══ Textabschnitt ══

Jan: Ich appelliere da an die Phantasie des Zuhörers. Bei mir ist es so, wenn ich Marek singen höre, dass ich da einen Jungen in den verschneiten Bergen Afghanistans laufen sehe. Oder einen in New York, der vor dem Staub des World Trade Centers wegläuft. Diese Bildsprache lässt einfach große Interpretationsmöglichkeiten zu.
Marek: Ich bin auch der Meinung, dass ich immer verstanden habe, worum es Jan geht. Auch schon bei den Selig-Sachen.
Jan: Ja, weil du wusstest, von wem ich singe!
Marek: Ja klar. Aber das war auch immer die Art, wie ich gerne geschrieben hätte. So wie Jan schreibt, reicht mir das aus. Wenn ich selber was schreibe, fühle ich mich viel unsicherer.
Bei ‘Benzin’ gibt es auch die Zeile “…das Kaufhaus brennt”! Ist das extreme Konsumkritik oder steckt was anderes dahinter?
Jan: Wir sind damals auf Drogen wirklich auf ein Kaufhaus geklettert und haben dann da Rauchschwaden gesehen. “Hilfe, Hilfe, das Kaufhaus brennt!” Die RAF hat ja auch damit angefangen, dass sie in Kaufhäusern so kleine Brandbomben gezündet haben. Das vermischt sich alles so. Das sind alles nur so Schlagbilder, die schon eine “extreme Konsumkritik” darstellen.
Marek: Ich war früher schon auf jeder Anti-Kriegsdemo. Das kommt aus meiner Erziehung.
Jan: Ich stand auch im Schwulen-Block, als Stoiber in Köln war und habe “Buu-huuh” gerufen!
Marek: Es ist einfach wichtig, das Maul aufzumachen!
Jan: Und sich dabei auch mal das Maul zu verbrennen!
Marek: Albern sind doch solche Künstler, die sagen: “Ich will zurück auf die Straße… aber nur, wenn ihr mich tragt!”
Für das Theaterstück ‘Lila’, das gerade am Hamburger Schauspielhaus läuft, habt ihr ja eure Bandpositionen gewechselt. Wie ist es denn so als Sänger, Stoppel?

═══
══ Daten ══

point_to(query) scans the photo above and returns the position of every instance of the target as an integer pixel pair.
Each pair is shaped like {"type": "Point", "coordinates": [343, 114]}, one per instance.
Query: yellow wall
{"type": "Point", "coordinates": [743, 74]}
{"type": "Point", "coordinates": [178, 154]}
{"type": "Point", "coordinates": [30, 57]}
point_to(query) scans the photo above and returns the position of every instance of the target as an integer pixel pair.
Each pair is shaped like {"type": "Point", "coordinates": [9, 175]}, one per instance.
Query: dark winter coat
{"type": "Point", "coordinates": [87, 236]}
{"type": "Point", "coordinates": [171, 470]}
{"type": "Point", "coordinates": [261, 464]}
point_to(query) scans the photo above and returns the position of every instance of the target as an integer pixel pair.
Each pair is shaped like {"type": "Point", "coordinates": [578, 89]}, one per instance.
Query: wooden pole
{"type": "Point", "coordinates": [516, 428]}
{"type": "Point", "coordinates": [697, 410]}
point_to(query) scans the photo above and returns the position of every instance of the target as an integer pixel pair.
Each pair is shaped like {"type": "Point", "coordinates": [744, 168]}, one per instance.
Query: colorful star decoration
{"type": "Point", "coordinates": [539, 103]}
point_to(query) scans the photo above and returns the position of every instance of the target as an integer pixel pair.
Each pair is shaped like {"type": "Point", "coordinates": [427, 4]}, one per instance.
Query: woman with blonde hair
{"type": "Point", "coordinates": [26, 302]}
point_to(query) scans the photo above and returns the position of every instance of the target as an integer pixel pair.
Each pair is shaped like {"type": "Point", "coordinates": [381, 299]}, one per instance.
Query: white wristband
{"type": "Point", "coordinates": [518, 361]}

═══

■ Fragen:
1) Erkläre in ein bis drei Sätzen, wie Jan im Interview die Zeile „…das Kaufhaus brennt“ aus ‘Benzin’ begründet.
2) Gib den Absatz aus dem Interview, der mit „Jan: Ich appelliere da an die Phantasie“ beginnt, in kürzerer Form wieder.
Die Zeilen haben keinen Bezug zum Interview.

■ Ergebnisse:
1) Jan erzählt, dass sie damals auf Drogen auf ein Kaufhaus geklettert sind und dort Rauchschwaden gesehen haben. Außerdem habe die RAF damit angefangen, in Kaufhäusern kleine Brandbomben zu zünden. Beides vermische sich zu Schlagbildern, die durchaus eine „extreme Konsumkritik“ darstellen.

2) Jan will die Phantasie der Zuhörer ansprechen. Wenn Marek singt, sieht er etwa einen Jungen in den verschneiten Bergen Afghanistans oder einen, der in New York vor dem Staub des World Trade Centers wegläuft. Diese Bildsprache erlaubt viele Deutungen.